**WRITTEN PROBLEM:** Transcribe the records below exactly as they appear.

........

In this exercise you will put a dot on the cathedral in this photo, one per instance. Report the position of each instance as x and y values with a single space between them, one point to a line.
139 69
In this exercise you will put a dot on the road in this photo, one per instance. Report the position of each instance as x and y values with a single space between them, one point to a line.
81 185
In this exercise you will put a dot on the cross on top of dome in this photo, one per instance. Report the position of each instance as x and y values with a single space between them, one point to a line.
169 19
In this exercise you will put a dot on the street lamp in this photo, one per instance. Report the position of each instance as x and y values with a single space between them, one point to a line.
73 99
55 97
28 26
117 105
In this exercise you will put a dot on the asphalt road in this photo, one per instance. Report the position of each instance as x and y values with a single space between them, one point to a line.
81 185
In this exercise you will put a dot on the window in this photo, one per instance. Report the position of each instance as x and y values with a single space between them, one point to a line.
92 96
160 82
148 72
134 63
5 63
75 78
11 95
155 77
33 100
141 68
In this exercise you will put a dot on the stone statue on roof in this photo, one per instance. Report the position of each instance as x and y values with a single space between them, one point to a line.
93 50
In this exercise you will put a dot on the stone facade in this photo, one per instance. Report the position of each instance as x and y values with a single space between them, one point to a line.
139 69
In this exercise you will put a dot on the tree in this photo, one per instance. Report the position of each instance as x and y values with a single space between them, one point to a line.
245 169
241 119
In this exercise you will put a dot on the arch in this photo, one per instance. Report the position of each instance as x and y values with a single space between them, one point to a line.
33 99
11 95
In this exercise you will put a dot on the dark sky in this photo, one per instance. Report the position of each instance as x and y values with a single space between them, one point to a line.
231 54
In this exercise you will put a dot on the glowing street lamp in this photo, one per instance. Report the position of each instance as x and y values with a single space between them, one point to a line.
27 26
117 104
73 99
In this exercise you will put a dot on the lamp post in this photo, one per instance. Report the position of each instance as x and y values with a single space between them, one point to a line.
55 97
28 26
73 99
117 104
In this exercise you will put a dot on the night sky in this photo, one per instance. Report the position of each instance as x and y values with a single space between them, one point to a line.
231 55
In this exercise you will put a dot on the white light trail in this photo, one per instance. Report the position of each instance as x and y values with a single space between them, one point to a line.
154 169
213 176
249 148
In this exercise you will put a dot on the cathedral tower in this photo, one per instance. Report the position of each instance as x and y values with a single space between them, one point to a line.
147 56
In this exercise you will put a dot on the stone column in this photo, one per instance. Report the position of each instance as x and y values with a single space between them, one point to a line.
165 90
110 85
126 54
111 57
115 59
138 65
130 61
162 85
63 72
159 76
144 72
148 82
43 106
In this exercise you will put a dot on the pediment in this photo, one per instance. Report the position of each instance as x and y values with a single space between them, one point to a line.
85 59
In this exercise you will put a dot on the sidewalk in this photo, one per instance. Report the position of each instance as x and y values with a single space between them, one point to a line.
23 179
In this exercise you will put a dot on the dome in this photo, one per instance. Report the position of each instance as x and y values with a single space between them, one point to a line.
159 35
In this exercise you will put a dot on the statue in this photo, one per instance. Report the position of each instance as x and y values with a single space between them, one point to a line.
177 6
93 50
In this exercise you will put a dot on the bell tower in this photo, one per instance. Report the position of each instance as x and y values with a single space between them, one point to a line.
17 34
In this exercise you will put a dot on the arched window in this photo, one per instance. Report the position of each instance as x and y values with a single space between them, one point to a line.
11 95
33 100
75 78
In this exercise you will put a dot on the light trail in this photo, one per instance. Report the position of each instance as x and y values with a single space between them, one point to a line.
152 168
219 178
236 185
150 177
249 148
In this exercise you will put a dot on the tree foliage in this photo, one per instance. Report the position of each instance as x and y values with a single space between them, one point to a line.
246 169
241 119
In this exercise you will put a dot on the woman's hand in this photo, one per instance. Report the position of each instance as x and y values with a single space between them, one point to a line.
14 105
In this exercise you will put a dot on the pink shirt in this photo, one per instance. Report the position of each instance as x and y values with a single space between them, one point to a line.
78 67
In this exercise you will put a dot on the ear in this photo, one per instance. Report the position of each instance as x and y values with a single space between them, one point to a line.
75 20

........

**REPLY TO THE TASK:**
In this exercise you will put a dot on the cathedral in this photo, one per instance. Report the position of each instance as x and y values with a single space between them, one point to a line.
139 69
In this exercise you will put a dot on the road in this photo, one per instance. Report the position of each instance as x and y values with a single space between them, one point to a line.
81 185
In this exercise you will put a dot on the cross on top of dome in this photo, one per instance. Report the position of each instance as x and y values with a single space between them, one point to a line.
169 19
In this exercise you will put a dot on the street lamp in this photo, one per instance. Report the position of each instance as x and y values with a single space between them, one point to a line.
73 99
55 97
28 26
117 105
In this exercise you will put a dot on the asphalt road in this photo, one per instance. Report the position of each instance as x and y values with a single space between them, one point to a line.
81 185
In this exercise you will put a dot on the window in this photo, one per instance. Report the position of each instance as x and y values with a single space between them, one point to a line.
92 96
160 82
148 72
134 63
5 63
75 78
11 95
155 77
33 100
141 68
In this exercise you will put a dot on the stone statue on roof in this photo, one per instance. Report the position of each instance as x and y values with a single space between them, one point to a line.
93 50
In this exercise you will put a dot on the stone facade in this photo, one per instance. Report the position of each instance as x and y values with a single space between them, one point to a line.
139 69
In this exercise you will put a dot on the tree in this photo, one per instance. Report the position of each instance as x and y values with a single space between them, one point to a line.
245 169
241 119
In this exercise you will put a dot on the arch in this photo, one per instance. Report the position of each instance as x and y values with a single space between them, one point to a line.
33 99
11 95
In this exercise you will put a dot on the dark sky in this photo, one per instance. Report the position of each instance as x and y values with a single space between them, one point to a line.
231 54
In this exercise you will put a dot on the glowing street lamp in this photo, one per instance. Report the position of each instance as x and y values with a single space between them, one point to a line.
27 26
117 104
73 99
In this exercise you will put a dot on the lamp post in this photo, one per instance. Report the position of each instance as x and y values with a single space between them, one point to a line.
55 97
28 26
73 99
117 104
In this exercise you will put a dot on the night sky in this photo, one per instance. Report the position of each instance as x and y values with a single space between them, one point to a line.
231 55
In this exercise you will put a dot on the white light trail in this photo, one per instance. Report the position of each instance as x and y values with a single space between them, one point to a line.
154 169
213 176
249 148
In this exercise you will put a dot on the cathedral tower in this photo, one per instance. Report the position of each instance as x and y values with a single space between them, one point to a line.
147 56
In this exercise you will put a dot on the stone column in this photo, one per instance. Report the position of each instance as x and y values with a single space between them, one point to a line.
165 90
110 85
126 54
111 57
115 59
138 65
130 61
162 85
63 72
159 76
144 72
148 82
43 106
In this exercise you will put a dot on the pediment in this photo, one per instance. Report the position of each instance as x and y values with a single space between them, one point to a line.
85 59
In this exercise you will put a dot on the sidewalk in this photo, one per instance. Report the position of each instance as x and y values with a single space between them, one point to a line.
23 179
In this exercise you will put a dot on the dome in this photo, one per instance. Report the position of each instance as x and y values with a single space between them, one point to a line.
159 35
In this exercise you will put a dot on the statue in this photo, one per instance. Report the position of each instance as x and y values with a single space between them, one point to a line.
177 6
93 50
In this exercise you will put a dot on the bell tower in this photo, one per instance. Report the position of each instance as x and y values with a single space between them, one point to a line.
17 34
In this exercise you will put a dot on the arched window in this photo, one per instance. Report the position of each instance as x and y values with a single space between them, one point to a line.
11 95
33 100
75 78
In this exercise you will put a dot on the light trail in this photo, one per instance. Report the position of each instance as x and y values with a single space between them, one point to a line.
152 168
219 178
236 185
150 177
249 148
In this exercise you will put a dot on the tree foliage in this photo, one per instance. Report the position of each instance as x and y values with a single space between them, one point to a line.
246 169
241 119
In this exercise you will put a dot on the woman's hand in this photo, one per instance. Report the position of each instance as x and y values with a single space between them, one point to a line.
14 105
In this exercise you will put a dot on the pink shirt in this photo, one per instance. Report the position of each instance as x and y values with a single space between them, one point to a line.
78 67
In this exercise you will put a dot on the ear in this photo, one per instance. Report the position of each instance as x and y values with a single space between them, one point to a line.
75 20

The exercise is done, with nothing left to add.